DATA LISTING:
============================================================

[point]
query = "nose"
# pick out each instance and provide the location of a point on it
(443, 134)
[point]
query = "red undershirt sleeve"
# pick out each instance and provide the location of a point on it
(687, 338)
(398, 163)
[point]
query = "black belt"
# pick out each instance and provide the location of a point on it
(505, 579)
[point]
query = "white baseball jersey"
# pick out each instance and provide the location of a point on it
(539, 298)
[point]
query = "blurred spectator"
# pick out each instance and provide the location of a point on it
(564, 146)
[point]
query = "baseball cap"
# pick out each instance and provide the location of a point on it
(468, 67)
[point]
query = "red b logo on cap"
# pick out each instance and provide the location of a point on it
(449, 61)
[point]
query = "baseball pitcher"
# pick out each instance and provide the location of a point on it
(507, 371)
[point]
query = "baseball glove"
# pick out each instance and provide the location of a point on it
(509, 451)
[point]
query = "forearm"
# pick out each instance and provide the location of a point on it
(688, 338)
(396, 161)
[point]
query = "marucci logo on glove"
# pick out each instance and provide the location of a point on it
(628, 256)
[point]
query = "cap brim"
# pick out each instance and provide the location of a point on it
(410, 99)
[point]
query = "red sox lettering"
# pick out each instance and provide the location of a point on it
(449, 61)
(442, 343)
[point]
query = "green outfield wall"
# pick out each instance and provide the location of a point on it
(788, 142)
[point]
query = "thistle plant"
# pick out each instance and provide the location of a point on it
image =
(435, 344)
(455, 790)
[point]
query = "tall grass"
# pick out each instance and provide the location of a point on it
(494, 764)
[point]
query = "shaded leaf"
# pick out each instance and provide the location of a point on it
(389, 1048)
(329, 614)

============================================================

WORK TO DO: Write out every record shown above, word for word.

RESULT:
[point]
query = "nose"
# pick out each instance and provide the location of a point on it
(443, 134)
[point]
query = "red undershirt sleeve"
# pick out each instance and provide the location of a point on it
(687, 338)
(398, 163)
[point]
query = "black belt"
# pick out each instance and provide the location of a point on it
(505, 579)
[point]
query = "white baseball jersey"
# pick out each instance and provide the location of a point on it
(539, 298)
[point]
query = "blurred spectator"
# pick out each instance and provide the location of a point on it
(564, 146)
[point]
query = "baseball cap"
# pick out each instance and provide the location of a point on it
(468, 67)
[point]
query = "red b logo on cap"
# pick out each instance and provide the location of a point on it
(449, 61)
[point]
query = "baseball pitcher"
# pick out each instance and provide the location of a point on it
(507, 371)
[point]
query = "baseball glove"
# pick out each instance and provide the location of a point on it
(509, 451)
[point]
query = "forearm"
# pick out each instance and provide the location of a point on it
(688, 338)
(396, 161)
[point]
query = "marucci logo on glove"
# pick out each instance and provide the location of a point on it
(628, 256)
[point]
query = "cap brim"
# pick out each instance and provide the location of a point on it
(410, 99)
[point]
query = "red sox lettering"
# pick out each instance and provide the location of a point on it
(449, 61)
(442, 343)
[point]
query = "green outfield wall"
# pick out each instance and provide the location of a point on it
(788, 142)
[point]
query = "thistle plant"
# pick out each instance and provide the location of a point on it
image =
(435, 344)
(455, 790)
[point]
query = "tall grass"
# pick out each instance and provide the location of a point on it
(494, 764)
[point]
query = "shaded leaf"
# pick out each instance and provide the location of a point on it
(389, 1048)
(329, 614)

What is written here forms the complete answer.